* Text extract
- - - - - - -
Time can cause a number of nuisance effects. For example, some materials may have different fatigue properties depending on the time elapsed after heat treatment (i.e., the effect of ageing). Thus, if a batch of S-N horns are machined from the same bar, then their fatigue lives may depend on when they are tested. Similarly, if the horns are not properly protected from the environment (e.g., oxidation) during storage, then the storage time could affect fatigue lives. Also, if testing is extended over a lengthy period, then the seasonal change in humidity may affect the fatigue lives.

Time can also cause indirect nuisance effects. For example, test instruments may drift out of calibration, equipment may fail and be subsequently replaced with slightly different equipment, personnel may change, etc.

Randomization

For RCB testing, randomization is important.

Cycled versus continuous tests

Testing can either be continuous (sonics left on all the time) or cycled (sonics switched on and off in a programmed sequence). In general, continuous testing is preferred where the horn and converter can be adequately cooled:

1. Improved timing accuracy. If the test is cycled (e.g., 1 second on, 4 seconds off), then the on-time for each test cycle must be accurately set. If the on-time is incorrect by X%, then the calculated total fatigue life will also be incorrect by X%. In contrast, continuous tests can be timed by synchronous clocks, whose accuracy is very good and whose error is random, rather than cumulative.

2. Better interpretation of results. For cycled tests, the "on" time has an inexact meaning. This problem occurs because the horn requires some finite time to reach full amplitude after the power supply is triggered. Similarly, the horn requires some finite time to return to zero amplitude after the power supply is shut off. (Figure [f]. shows the amplitude envelope for an S-N horn during cycled tests.) Thus it is unclear exactly what time should be used for the on time. (See section _Error! Reference source not found._ for further discussion.)

3. Reliability. Cycled tests require a counter to count the number of test cycles. These counters and the associated circuitry have not been especially reliable.

4. Power supply starting. Cycled tests require continued restarting of the power supply. If the horn has very high stored energy, then the power supply may not restart consistently.

5. Speed. The fatigue test con be completed much more quickly for continuous tests than for cycled tests.

Cycled tests are recommended only when the horn or converter cannot be adequately cooled during continuous running, or when the cycling itself may have some effect on the horn life. For example, it has been suggested that the initial power supply turn-on may may cause a very brief transient that overstresses the horn, thereby reducing its fatigue life. Such a transient would not be present during a continuous test, so that the continuous test would then predict an abnormally long fatigue life for working horns. (Note: such a transient has never been proved.)
- - - - - - -
* Excerpted data
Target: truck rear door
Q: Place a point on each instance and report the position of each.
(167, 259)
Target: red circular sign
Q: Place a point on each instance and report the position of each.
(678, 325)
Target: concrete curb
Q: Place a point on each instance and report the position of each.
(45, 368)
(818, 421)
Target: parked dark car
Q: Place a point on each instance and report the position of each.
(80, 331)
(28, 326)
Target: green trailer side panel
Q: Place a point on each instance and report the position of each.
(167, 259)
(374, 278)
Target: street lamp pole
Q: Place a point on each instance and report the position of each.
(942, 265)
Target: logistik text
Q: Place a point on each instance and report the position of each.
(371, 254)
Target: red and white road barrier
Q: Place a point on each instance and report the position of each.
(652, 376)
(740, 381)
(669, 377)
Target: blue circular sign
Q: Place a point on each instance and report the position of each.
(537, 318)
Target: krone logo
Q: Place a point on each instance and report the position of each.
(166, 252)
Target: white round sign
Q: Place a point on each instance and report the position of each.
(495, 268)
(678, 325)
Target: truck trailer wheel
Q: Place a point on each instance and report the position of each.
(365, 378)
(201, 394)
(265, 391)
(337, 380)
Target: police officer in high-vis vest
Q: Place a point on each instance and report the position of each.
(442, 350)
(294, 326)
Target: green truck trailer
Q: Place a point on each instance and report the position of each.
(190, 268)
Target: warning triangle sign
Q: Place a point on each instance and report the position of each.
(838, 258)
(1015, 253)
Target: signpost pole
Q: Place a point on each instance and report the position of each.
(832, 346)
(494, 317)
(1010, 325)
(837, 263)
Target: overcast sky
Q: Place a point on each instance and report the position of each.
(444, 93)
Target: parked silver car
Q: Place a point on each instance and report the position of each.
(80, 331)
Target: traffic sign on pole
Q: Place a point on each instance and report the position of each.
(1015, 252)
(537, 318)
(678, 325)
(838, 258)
- - - - - - -
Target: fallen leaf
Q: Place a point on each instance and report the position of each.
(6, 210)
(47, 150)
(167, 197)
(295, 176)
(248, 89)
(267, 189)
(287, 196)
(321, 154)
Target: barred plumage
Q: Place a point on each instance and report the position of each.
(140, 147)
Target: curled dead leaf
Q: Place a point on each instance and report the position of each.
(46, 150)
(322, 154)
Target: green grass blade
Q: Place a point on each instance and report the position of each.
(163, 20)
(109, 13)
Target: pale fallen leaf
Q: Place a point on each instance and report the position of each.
- - - - - - -
* Required work
A) According to the fatigue testing text, when are cycled tests recommended?
B) For each statement, say yes or no depending on whether it agrees with the fatigue testing text, and quote the words that decide it.
(i) Continuous tests can be timed by clocks whose error is random rather than cumulative.
(ii) The brief transient at power supply turn-on has been proved to overstress horns.
(iii) The counters used for cycled tests have been very reliable.
C) Carry on writing the fatigue testing text, starting right after its last sentence.

* Answers given
A) Only when the horn or converter cannot be adequately cooled during continuous running, or when the cycling itself may have some effect on the horn life.

B)
(i) Yes: "continuous tests can be timed by synchronous clocks, whose accuracy is very good and whose error is random, rather than cumulative"
(ii) No: "such a transient has never been proved"
(iii) No: "These counters and the associated circuitry have not been especially reliable."

C)
Comparative fatigue resistance for different materials

In this section we will look at testing required to compare the fatigue resistance of different materials or the fatigue resistance of the same material under different conditions.

One of the primary goals of fatigue testing is to find materials with superior fatigue resistance. Thus, we must test different materials against each other.

Note: A "material" is defined by its significant attributes, which depend on the particular test being performed. Such attributes could include the vendor, the alloy, the manufacturing method (cast, wrought, extruded, etc.), the final raw form (rod, bar, plate, etc.), the heat treatment, etc. For example, depending on the test requirements, we can say that titanium is a different material than aluminum, 2024 aluminum is a different material than 7075 aluminum, 7075-T3 aluminum is a different material than 7075-T6 aluminum, 7075-T6 aluminum bar is a different material than 7075-T6 aluminum plate, etc. The specification of which attributes are significant (to determine whether two specimens are the "same" or "different") will depend on the context of the testing.

Limitations of single stress-level material comparisons

To find a superior material, different materials can be fatigue tested at the same stress level. The results may permit limited qualitative judgement about which material is superior. The results do not permit quantitative statements such as, "Material A is X% better (or worse) than material B." (See Maennig[1], pp. 630 - 632.)

Dependence on stress level

Let's assume that two materials A and B have the S-N curves given in figure [f].. (See Juvinall[1], p. 264.) However, let's also assume that you have not yet tested each material, so that the shape of the S-N curves is unknown to you. You want to determine which is the best material.

If you run comparative fatigue tests on both materials at any stress above stress level Í1 or below Í2, then material A appears to be the best. However, at stress levels between Í1 and Í2, material B appears to be the best. Thus, comparative testing at a single stress level will not necessarily establish the absolute superiority of one material to another.

This is a problem when two materials have somewhat similar S-N curves. However, if two materials give markedly dissimilar lives (considering the data scatter) when tested at a single stress level, then it is unlikely that the two S-N curves will overlap.  For instance, it two materials are tested at stress level Í1 and material A lasts 100 times longer than material B, then it is unlikely that material A would be inferior if tested at any other stress level.

Now let's assume that two materials C and D have the S-N curves given in figure [f].. Material C is clearly superior to material D at all stress levels. However, the degree of superiority again depends on the stress level at which the comparison is made. If the two materials had been compared at stress level Í1, then material C would be X% better than material B. However, if the two materials had been compared at stress level Í1, then material C would be only Y% better than material B. Thus, comparative testing at a single stress level will not even establish the relative superiority of one material to another.

Notch sensitivity

Even if we establish complete S-N curves for two materials, quantitative comparisons are difficult. This is because we have tested only unnotched specimens. If we had tested notched specimens, then failures would have occurred earlier, but not necessarily by the same amount for each material.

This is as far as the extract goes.